Common packages like pandas, numpy, matplotlib, Pillow, PyTorch, and reportlab are pre-installed. Beyond these, the workbench maintains a list of supported packages and their dependencies. If the agent uses a package that isn't already installed, the workbench attempts to install it automatically.

Error correction

The workbench corrects common mistakes in the code your agent generates. For example, if a script accesses result["apiKey"] but the actual field name is api_key, the workbench resolves the mismatch instead of failing.

Persistent state

The sandbox runs as a persistent Jupyter notebook. Variables, imports, files, and in-memory state from one call are available in the next.

Common patterns

Bulk operations across apps

Some tasks touch hundreds of items across services. Say you need to triage 150 unread emails. The agent writes a workbench script: classify each email with invoke_llm, apply Gmail labels with run_composio_tool, and log results to a Google sheet.

Data analysis and reporting

The agent can chain tools inside the sandbox. Fetch GitHub activity, aggregate with pandas, chart with matplotlib, summarize with invoke_llm, upload a PDF with upload_local_file.

Multi-step workflows

The sandbox preserves variables and files across calls. The agent can paginate through records, transform them, and write to a destination over multiple calls.

__WHAT YOU HAVE TO DO__.
Print the portion of the workbench excerpt starting with "Common patterns" and going on through "PDF with upload_local_file.". The data come from a source separate from the workbench excerpt above.

(Point-per-instance localization data)
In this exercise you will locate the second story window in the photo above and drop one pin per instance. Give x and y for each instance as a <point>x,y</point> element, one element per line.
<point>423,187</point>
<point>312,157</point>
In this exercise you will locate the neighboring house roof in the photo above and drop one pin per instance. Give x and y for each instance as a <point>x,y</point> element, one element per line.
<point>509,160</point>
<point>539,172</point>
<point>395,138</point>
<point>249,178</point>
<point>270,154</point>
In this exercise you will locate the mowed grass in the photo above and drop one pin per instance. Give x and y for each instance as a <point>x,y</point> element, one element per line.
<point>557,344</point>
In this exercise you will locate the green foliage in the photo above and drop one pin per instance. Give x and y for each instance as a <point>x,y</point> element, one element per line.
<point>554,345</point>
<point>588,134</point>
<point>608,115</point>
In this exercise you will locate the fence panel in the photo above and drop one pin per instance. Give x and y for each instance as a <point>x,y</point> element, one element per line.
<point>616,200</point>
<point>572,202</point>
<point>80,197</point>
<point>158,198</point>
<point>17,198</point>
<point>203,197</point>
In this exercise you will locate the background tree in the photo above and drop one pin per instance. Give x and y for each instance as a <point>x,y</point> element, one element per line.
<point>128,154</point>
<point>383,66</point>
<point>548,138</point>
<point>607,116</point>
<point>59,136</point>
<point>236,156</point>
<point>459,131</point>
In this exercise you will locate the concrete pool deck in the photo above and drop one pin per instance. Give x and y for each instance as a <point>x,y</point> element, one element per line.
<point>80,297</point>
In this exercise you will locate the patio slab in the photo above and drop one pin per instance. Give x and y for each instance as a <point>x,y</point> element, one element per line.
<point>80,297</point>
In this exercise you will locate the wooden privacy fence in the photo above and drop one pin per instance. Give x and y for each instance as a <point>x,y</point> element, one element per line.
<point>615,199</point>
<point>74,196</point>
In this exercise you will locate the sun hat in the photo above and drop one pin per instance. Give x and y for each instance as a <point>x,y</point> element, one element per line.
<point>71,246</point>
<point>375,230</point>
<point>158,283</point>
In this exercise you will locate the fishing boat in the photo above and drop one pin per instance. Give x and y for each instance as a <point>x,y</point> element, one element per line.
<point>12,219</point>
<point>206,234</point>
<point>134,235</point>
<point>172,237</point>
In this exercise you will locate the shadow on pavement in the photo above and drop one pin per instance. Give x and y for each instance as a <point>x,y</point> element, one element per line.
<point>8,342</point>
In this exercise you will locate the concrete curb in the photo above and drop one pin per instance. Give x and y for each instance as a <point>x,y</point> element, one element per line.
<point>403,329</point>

__EXERCISE ANSWER__.
Common patterns

Bulk operations across apps

Some tasks touch hundreds of items across services. Say you need to triage 150 unread emails. The agent writes a workbench script: classify each email with invoke_llm, apply Gmail labels with run_composio_tool, and log results to a Google sheet.

Data analysis and reporting

The agent can chain tools inside the sandbox. Fetch GitHub activity, aggregate with pandas, chart with matplotlib, summarize with invoke_llm, upload a PDF with upload_local_file.